INSTRUCTIONS =>
(1) In the tech blog archive, which programming language is described as worse than Perl?
(2) Output the passage of the tech blog archive that opens with the words containing "Archive for the" and closes with "it endlessly redirected.".
(3) Go on with the tech blog archive from the point where it stops.
* START SOURCE EXTRACT *
Archive for the ‘Tech’ Category

Update

Saturday, March 6th, 2010

It has been a while between posts, apologies I’ve been busy, especially with work. I also ran into a bug in wordpress as I tried to log in to create a post. Essentially if you logged in with admin rights but were not an admin, and you needed to upgrade the install, it endlessly redirected.

So a quick tech summary of the last year, which I will expand on in further posts:

  • iPhone - I got one, it is great, highly recommended
  • Snow Leopard - I finally moved my laptop to snow leopard, seems a bit better
  • Windows 7 - I ran the RC for 8 months or so, looks good, just installed the RTM version on my desktop
  • Virtualisation - I’ve got very excited about virtualisation in the last 6 months, particularly vmware
  • Code - I’ve found a language worse than perl: Powerbuilder
  • Library project in Python - I found Library thing and decided I didn’t have enough time to write my own

Occasional insomnia has benefits (part 2)

Saturday, January 24th, 2009

While looking at a new flash drive, I spent some time looking again at PortableApps. In case you’ve never seen this, portable apps are basically apps optimised to run from your flash drive. So you can walk up to another computer, plug in your flash drive and feel right at home. I’d always assumed that PortableApps would be stateless and that settings would not be remembered between uses. I was wrong.

The first discovery was just how well thunderbird works from PortableApps. I run my own mail server, with remote access via IMAP over SSL. I have installed squirrelmail, but I’ve found it to be generally pretty slow on my low end hardware. So being able to plug in a flash drive and to be able to just run thunderbird for IMAP over SSL solves an immediate problem.

I was happy to discover that portable apps also quite happily allows you to install plugins for thunderbird and firefox. This is a great, I generally have about 10 plugins installed for firefox. For example, this means I can have bookmarks synchronised with foxmarks.

Ideally for something like this, you want to have all the mail cached locally so there isn’t too much time spent loading up messages. However if I do this and I lose the drive, someone would have all my emails. Even if I did not cache all my emails, they would still have cached the headers, which is far too much information.

Enter TrueCrypt, true friend of the appropriately paranoid. TrueCrypt is an encryption program that can encrypt whole drives. It includes a traveller mode for flash drives, just what I was looking for. Using TrueCrypt, you can encrypt the entire PortableApps folder, ensuring that if you lose your drive your data is still safe. Unfortunately it seems to require admin privileges, but in most cases that should be possible to arrange.

I haven’t bought the new drive yet, I’ll report any issues when I get it.

Occasional insomnia has benefits

Saturday, January 17th, 2009

When I wake up I normally can’t get to sleep, regardless of what time it is.
* END SOURCE EXTRACT *
* START GIVEN RECORDS *
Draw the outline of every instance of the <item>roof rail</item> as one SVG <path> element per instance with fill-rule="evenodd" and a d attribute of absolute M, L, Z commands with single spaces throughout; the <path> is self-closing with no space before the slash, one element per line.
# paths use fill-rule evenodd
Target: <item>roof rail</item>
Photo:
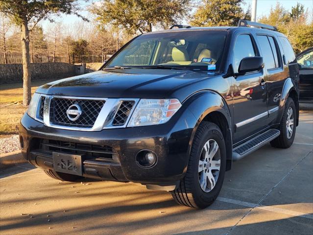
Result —
<path fill-rule="evenodd" d="M 248 27 L 249 26 L 252 26 L 256 28 L 264 28 L 265 29 L 269 29 L 270 30 L 277 31 L 277 29 L 274 26 L 246 21 L 245 20 L 239 20 L 239 22 L 238 23 L 238 27 Z"/>
<path fill-rule="evenodd" d="M 191 26 L 186 25 L 185 24 L 174 24 L 170 28 L 169 28 L 169 29 L 172 29 L 173 28 L 191 28 Z"/>

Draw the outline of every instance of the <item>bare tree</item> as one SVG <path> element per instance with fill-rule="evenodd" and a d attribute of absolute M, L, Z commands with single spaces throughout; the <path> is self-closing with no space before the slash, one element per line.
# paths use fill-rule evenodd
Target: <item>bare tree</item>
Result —
<path fill-rule="evenodd" d="M 9 27 L 6 25 L 8 24 L 8 22 L 6 20 L 3 14 L 1 14 L 1 34 L 2 36 L 2 48 L 3 53 L 3 63 L 7 64 L 7 60 L 6 59 L 6 34 L 9 30 Z M 5 22 L 5 24 L 4 24 Z"/>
* END GIVEN RECORDS *
EXPECTED OUTPUTS =>
(1) Powerbuilder.

(2)
Archive for the ‘Tech’ Category

Update

Saturday, March 6th, 2010

It has been a while between posts, apologies I’ve been busy, especially with work. I also ran into a bug in wordpress as I tried to log in to create a post. Essentially if you logged in with admin rights but were not an admin, and you needed to upgrade the install, it endlessly redirected.

(3)
This happened recently when I was helping an organisation test a web application. I woke up at about 1am and couldn’t get back to sleep, by about 5am I’d tested everything and written out a full report for them.

This morning I couldn’t sleep again, so I worked on solving what has been a long running problem for me.

I was looking for a flash drive to replace my current rather battered 1GB drive. Once my flash drive sat happily on my keyring. First the keyring connector broke. Then the plastic casing came apart and I was left with this:
flash drive

It works just fine, sits in a jeans pocket well and has been through the wash safely at least half a dozen times. However I do leave it behind at times so I really want something that I can put on a keyring. The other problem is that I keep finding myself running short of space.

Unfortunately most flash drives have pretty fragile keyring links. There are some that don’t, but they seem to by ultra-rugged style drives that would be rather heavy on a keyring. Additionally, I don’t see the point of waterproofing flash drives. If mine has been through the laundry half a dozen times quite safely, what is the point? So long as it dry inside and out when I plug it in it should work just fine.

Fortunately I found the SanDisk Cruzer Titanium. Not too large, tough exterior and a good strong keyring link.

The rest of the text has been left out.